Exercise aim: Render every entry exactly as it appears.

### Provided data ###

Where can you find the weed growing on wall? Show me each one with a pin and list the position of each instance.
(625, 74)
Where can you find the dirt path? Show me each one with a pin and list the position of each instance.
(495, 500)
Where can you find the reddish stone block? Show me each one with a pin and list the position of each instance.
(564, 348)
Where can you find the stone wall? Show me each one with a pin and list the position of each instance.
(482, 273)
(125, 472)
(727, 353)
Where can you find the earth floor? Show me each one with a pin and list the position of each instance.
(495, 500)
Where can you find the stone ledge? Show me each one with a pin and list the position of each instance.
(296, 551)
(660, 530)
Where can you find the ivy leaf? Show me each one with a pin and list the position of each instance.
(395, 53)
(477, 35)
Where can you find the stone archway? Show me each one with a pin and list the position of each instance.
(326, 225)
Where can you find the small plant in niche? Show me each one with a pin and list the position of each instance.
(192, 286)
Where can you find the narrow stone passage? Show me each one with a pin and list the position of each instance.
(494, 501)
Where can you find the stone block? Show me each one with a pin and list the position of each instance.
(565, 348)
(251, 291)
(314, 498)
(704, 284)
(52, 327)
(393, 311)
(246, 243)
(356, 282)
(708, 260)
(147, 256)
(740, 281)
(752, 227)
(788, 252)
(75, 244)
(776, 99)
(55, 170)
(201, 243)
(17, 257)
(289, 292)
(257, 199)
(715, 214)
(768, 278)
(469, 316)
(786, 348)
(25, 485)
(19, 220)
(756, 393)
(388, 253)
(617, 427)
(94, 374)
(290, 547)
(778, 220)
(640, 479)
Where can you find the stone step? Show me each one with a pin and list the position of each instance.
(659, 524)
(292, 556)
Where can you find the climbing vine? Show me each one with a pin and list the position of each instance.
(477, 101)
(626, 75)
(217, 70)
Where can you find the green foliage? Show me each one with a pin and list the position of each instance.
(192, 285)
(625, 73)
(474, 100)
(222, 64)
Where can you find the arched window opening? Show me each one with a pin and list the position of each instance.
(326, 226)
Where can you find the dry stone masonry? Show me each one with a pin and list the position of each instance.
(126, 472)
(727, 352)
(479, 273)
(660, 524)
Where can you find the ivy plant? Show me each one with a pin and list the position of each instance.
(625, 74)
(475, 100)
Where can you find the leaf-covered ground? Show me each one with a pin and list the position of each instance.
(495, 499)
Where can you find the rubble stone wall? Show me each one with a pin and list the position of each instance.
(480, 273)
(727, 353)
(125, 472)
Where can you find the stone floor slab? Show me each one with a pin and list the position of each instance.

###

Answer to the exercise:
Where can you find the weed growing on wall? Show me each one with a pin and list the position of each instance.
(625, 74)
Where can you find the dirt path? Show me each one with a pin and list the position of each instance.
(495, 500)
Where can you find the reddish stone block? Show me each one with a pin and list the position of each instance.
(564, 348)
Where can you find the stone wall? Show me each one with a pin and list the position of each instance.
(482, 273)
(125, 472)
(727, 353)
Where can you find the earth floor? Show me each one with a pin and list the position of each instance.
(495, 500)
Where can you find the stone ledge? Show me each one with a pin and list the position of each instance.
(296, 551)
(660, 530)
Where can you find the ivy leaf? Show me each one with a pin and list the position of each instance.
(395, 53)
(477, 35)
Where can you find the stone archway? Show me each one with a pin and list the position of each instance.
(326, 225)
Where can you find the small plant in niche? Show me each one with a pin and list the position of each instance.
(192, 286)
Where can you find the narrow stone passage? Show me each one with a pin and list the position of each instance.
(494, 501)
Where can you find the stone block? Show me each one with a pin and list the position of each instance.
(565, 348)
(251, 291)
(314, 498)
(704, 284)
(52, 327)
(393, 311)
(246, 243)
(356, 282)
(708, 260)
(147, 256)
(740, 281)
(752, 227)
(788, 252)
(75, 244)
(776, 99)
(55, 170)
(201, 243)
(17, 257)
(289, 292)
(257, 199)
(715, 214)
(768, 278)
(469, 316)
(786, 348)
(25, 485)
(19, 220)
(756, 393)
(388, 253)
(617, 427)
(94, 374)
(290, 547)
(778, 220)
(640, 479)
Where can you find the stone step? Show me each one with a pin and list the position of each instance.
(659, 524)
(292, 556)
Where can you find the climbing vine? Show me each one with a pin and list the position of each instance.
(477, 101)
(626, 75)
(217, 70)
Where can you find the green foliage? Show me each one with a pin and list the position of each instance.
(192, 285)
(625, 73)
(474, 100)
(222, 64)
Where can you find the arched window opening? Show me each one with a pin and list the position of each instance.
(326, 226)
Where can you find the dry stone masonry? Show me each one with a pin and list the position of each instance.
(126, 472)
(727, 352)
(479, 273)
(660, 524)
Where can you find the ivy plant? Show me each one with a pin and list the position of each instance.
(625, 74)
(475, 100)
Where can you find the leaf-covered ground? Show me each one with a pin and list the position of each instance.
(495, 499)
Where can you find the rubble stone wall? Show me each one with a pin and list the position of each instance.
(480, 273)
(727, 353)
(125, 472)
Where can you find the stone floor slab? Show me each one with a pin and list the position of each instance.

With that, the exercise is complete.